Better ideas are in the offing. Julia Hoggett, the new-ish boss of the stock exchange who has spoken about the need to make London “young, scrappy and hungry”, has raised the interesting idea of creating a regulated UK market to allow private companies to trade shares more easily – a sort of halfway house before full listing. Yes, that might save a few firms from being gobbled by US venture money before taking the leap.
Similarly, a round of consolidation among defined-benefit pension schemes might stop the hollowing-out of ownership and create institutions with an appetite to own UK equities. That is one proposal in the government’s so-called “Edinburgh reforms”. It sounds more promising than another sterile debate about whether London needs to lower its governance standards.
--------
What you are asked to do -
Pick up the passage on reviving London's stock market after its last sentence and continue writing it.
--------
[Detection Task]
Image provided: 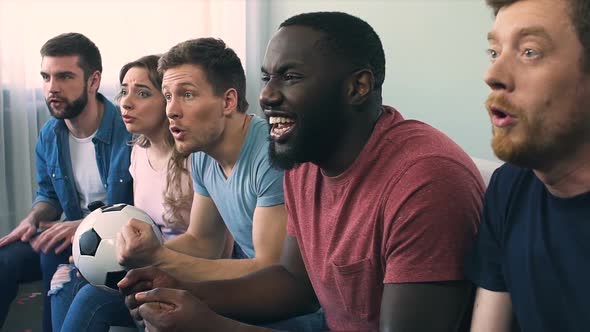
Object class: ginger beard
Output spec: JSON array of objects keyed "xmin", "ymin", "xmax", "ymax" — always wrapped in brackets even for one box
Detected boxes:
[{"xmin": 486, "ymin": 95, "xmax": 590, "ymax": 169}]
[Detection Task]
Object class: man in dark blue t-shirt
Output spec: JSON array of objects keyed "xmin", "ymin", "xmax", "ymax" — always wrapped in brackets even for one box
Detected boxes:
[{"xmin": 466, "ymin": 0, "xmax": 590, "ymax": 332}]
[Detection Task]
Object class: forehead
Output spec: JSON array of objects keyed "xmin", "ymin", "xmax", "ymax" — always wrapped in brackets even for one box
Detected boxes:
[
  {"xmin": 263, "ymin": 26, "xmax": 326, "ymax": 71},
  {"xmin": 123, "ymin": 67, "xmax": 151, "ymax": 85},
  {"xmin": 41, "ymin": 55, "xmax": 82, "ymax": 73},
  {"xmin": 162, "ymin": 64, "xmax": 208, "ymax": 87},
  {"xmin": 490, "ymin": 0, "xmax": 576, "ymax": 40}
]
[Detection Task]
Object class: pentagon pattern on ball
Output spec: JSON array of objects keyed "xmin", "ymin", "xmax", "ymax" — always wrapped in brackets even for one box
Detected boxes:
[
  {"xmin": 80, "ymin": 229, "xmax": 102, "ymax": 256},
  {"xmin": 72, "ymin": 204, "xmax": 162, "ymax": 291},
  {"xmin": 100, "ymin": 204, "xmax": 127, "ymax": 212}
]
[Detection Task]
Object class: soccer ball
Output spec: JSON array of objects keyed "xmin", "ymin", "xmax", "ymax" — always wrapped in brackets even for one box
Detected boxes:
[{"xmin": 72, "ymin": 204, "xmax": 162, "ymax": 291}]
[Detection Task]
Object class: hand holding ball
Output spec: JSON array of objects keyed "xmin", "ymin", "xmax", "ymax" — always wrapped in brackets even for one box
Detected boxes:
[{"xmin": 72, "ymin": 204, "xmax": 162, "ymax": 291}]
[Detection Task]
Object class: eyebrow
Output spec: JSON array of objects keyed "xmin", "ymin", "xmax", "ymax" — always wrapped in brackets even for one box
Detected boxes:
[
  {"xmin": 121, "ymin": 83, "xmax": 152, "ymax": 90},
  {"xmin": 488, "ymin": 26, "xmax": 552, "ymax": 41},
  {"xmin": 39, "ymin": 70, "xmax": 76, "ymax": 76},
  {"xmin": 162, "ymin": 82, "xmax": 199, "ymax": 89},
  {"xmin": 260, "ymin": 60, "xmax": 303, "ymax": 73}
]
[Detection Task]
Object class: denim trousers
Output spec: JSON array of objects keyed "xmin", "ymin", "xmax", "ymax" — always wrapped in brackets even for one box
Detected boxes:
[
  {"xmin": 50, "ymin": 241, "xmax": 327, "ymax": 332},
  {"xmin": 50, "ymin": 265, "xmax": 135, "ymax": 332},
  {"xmin": 0, "ymin": 241, "xmax": 71, "ymax": 332}
]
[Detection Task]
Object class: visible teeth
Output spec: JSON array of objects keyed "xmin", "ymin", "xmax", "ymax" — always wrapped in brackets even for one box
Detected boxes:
[
  {"xmin": 268, "ymin": 116, "xmax": 295, "ymax": 124},
  {"xmin": 271, "ymin": 128, "xmax": 289, "ymax": 137}
]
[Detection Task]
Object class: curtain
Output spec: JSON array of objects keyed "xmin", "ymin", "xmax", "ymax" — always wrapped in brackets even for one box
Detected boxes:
[{"xmin": 0, "ymin": 0, "xmax": 247, "ymax": 236}]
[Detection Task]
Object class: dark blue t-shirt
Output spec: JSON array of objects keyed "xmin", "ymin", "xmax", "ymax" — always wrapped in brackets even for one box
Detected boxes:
[{"xmin": 466, "ymin": 164, "xmax": 590, "ymax": 332}]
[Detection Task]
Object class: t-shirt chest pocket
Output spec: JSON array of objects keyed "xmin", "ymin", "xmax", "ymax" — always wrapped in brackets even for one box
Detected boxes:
[{"xmin": 331, "ymin": 258, "xmax": 376, "ymax": 319}]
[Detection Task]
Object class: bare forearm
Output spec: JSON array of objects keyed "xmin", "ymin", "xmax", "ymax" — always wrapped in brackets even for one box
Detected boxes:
[
  {"xmin": 156, "ymin": 248, "xmax": 274, "ymax": 282},
  {"xmin": 164, "ymin": 233, "xmax": 225, "ymax": 259},
  {"xmin": 26, "ymin": 202, "xmax": 59, "ymax": 225},
  {"xmin": 187, "ymin": 265, "xmax": 319, "ymax": 323}
]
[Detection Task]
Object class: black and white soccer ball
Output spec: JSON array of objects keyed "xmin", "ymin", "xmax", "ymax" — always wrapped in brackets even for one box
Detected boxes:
[{"xmin": 72, "ymin": 204, "xmax": 162, "ymax": 291}]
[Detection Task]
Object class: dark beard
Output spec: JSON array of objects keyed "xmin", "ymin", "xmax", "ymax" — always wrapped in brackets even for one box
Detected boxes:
[
  {"xmin": 268, "ymin": 104, "xmax": 347, "ymax": 170},
  {"xmin": 45, "ymin": 84, "xmax": 88, "ymax": 120},
  {"xmin": 268, "ymin": 138, "xmax": 300, "ymax": 171}
]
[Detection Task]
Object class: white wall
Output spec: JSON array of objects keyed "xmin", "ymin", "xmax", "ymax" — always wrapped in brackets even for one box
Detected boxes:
[{"xmin": 248, "ymin": 0, "xmax": 495, "ymax": 159}]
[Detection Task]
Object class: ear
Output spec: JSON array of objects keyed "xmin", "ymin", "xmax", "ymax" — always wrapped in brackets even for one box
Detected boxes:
--------
Answer to the task -
But London needs to get on with it. The Financial Conduct Authority is reviewing the listing rules with a view to collapsing the “standard” and “premium” segments. The exchange has its “capital market taskforce”. And the government has its Edinburgh agenda. This parade of consolations and workstreams is all very well, but life moves fast. City advisers warn that the next departees may not be firms that are semi-detached already. The lure of US dollars is strong.
It “is what it is”, said David Schwimmer, chief executive of the London Stock Exchange Group, about CRH. Yes, we know what he meant: some companies with mostly US businesses may drift away. But, come on, this is not a moment to sound phlegmatic. The London market needs a strategy before a trickle becomes a flood.